Soliter PTK’lerin hastalarda santral LN tutulumu %50 olarak bildirilmektedir. Bizim çalışmamızda soliter tirod tümörlü hastalarda santral LN metastazı sıklığı %18,3 iken multifokal tümörlü hastalarda ise santral lenf nodu metastazı sıklığı %56,5 saptanmıştır. Bu iki grup arasındaki farkın istatistiksel olarak anlamlı olduğu görülmüştür.
PTK’lerde LN metastazlarının kötü prognostik faktör olup olmadığı konusunda tartışmalar devam etmektedir. Birkaç çalışmada (15-18) LN metastazlarını kötü prognostik faktör olarak bildirmişken, diğer bazı çalışmalarda (19,20) ise LN pozitifliğinin hasta prognozları üzerine uzun süreli etkisi olmadığı bildirilmektedir. Fakat LN metastazı olan olgularda rekürens ile sıkı bağlantısı olduğu oldukça kabul gören bir bağlantılı faktördür (21).

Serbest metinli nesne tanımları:
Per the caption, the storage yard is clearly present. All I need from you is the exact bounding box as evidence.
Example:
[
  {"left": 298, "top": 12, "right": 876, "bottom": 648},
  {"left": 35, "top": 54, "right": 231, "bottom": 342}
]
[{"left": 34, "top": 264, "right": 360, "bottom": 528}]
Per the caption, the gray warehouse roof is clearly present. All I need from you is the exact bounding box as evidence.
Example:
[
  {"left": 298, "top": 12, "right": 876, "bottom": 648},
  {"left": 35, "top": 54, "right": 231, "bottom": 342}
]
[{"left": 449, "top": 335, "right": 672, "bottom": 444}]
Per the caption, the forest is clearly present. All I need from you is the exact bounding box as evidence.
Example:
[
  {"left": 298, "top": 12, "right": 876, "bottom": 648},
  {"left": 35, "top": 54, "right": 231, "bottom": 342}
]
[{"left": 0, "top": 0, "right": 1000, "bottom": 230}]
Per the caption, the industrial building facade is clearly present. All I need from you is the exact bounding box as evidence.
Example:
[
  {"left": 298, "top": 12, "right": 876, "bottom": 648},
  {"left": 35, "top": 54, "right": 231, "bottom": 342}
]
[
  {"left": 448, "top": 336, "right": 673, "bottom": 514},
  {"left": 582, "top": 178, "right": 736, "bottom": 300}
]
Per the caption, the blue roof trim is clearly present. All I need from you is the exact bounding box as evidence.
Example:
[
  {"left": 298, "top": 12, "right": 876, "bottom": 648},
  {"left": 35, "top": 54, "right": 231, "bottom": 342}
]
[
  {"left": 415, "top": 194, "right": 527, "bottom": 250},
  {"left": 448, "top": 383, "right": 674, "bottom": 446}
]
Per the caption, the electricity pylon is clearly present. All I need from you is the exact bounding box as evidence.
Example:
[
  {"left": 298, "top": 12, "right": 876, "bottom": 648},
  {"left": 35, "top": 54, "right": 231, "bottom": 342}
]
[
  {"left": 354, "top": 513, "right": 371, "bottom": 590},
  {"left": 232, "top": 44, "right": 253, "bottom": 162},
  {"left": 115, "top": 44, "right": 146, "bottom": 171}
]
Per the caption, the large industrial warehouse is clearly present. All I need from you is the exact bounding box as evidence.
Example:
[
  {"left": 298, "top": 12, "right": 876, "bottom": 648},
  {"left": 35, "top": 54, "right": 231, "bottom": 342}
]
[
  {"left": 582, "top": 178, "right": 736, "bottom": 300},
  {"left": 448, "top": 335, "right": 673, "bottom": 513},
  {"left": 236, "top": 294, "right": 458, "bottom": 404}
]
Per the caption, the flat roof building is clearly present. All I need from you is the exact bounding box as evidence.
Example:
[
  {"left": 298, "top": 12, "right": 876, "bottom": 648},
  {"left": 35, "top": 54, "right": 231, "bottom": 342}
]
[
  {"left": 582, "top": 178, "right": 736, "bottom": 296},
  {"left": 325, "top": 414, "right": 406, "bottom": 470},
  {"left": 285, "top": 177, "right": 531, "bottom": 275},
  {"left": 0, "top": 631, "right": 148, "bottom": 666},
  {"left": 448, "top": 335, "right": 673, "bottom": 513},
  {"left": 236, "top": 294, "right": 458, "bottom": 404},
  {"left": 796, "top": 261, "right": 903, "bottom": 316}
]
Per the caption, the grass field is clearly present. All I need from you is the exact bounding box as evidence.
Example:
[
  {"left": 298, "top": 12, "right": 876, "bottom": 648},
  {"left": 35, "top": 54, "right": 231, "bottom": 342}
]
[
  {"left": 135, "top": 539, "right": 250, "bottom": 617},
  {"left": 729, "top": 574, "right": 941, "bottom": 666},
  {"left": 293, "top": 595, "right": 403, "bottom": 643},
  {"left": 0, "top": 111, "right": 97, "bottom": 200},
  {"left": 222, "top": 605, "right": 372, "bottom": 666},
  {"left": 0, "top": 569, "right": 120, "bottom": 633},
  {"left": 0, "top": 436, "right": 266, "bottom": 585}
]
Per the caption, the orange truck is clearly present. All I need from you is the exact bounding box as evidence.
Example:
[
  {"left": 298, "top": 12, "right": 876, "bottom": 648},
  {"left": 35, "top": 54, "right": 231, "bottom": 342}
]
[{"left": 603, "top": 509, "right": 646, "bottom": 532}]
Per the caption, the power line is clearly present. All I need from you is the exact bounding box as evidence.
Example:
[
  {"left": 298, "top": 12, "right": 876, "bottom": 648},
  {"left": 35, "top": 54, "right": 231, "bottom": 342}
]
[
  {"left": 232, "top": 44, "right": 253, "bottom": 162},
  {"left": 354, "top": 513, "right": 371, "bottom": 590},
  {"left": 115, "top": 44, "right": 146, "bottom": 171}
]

• [Anlama Kontrolü]:
A: Papiller tiroit kanserinde lenf nodu metastazını ele alan metne göre, multifokal tümörlü hastalarda santral lenf nodu metastazı sıklığı ne olarak saptanmıştır?
B: Lütfen papiller tiroit kanserinde lenf nodu metastazını ele alan metni, son cümlesinden sonra kaldığı yerden sürdürün.

• [Görevlerin Yanıtları]:
A: %56,5 olarak saptanmıştır.

B:
Çalışmamızda multifokal tiroid kanserli hastalarda tiroid kapsül invazyonu ve boyun LN’lerine metastazı ile arasında istatistiki olarak anlamlı bir ilişki olduğu saptanmıştır.
Tek ve çok değişkenli analizlerde özellikle 6. bölge LN‘lerine metastaz üzerine multifokal tümörlerin bağımsız bir risk faktörü olduğu görülmüştür.
Multifokalite; PTK’lerde özellikle santral kompartman LN’lerine metastaz riskini arttırmaktadır.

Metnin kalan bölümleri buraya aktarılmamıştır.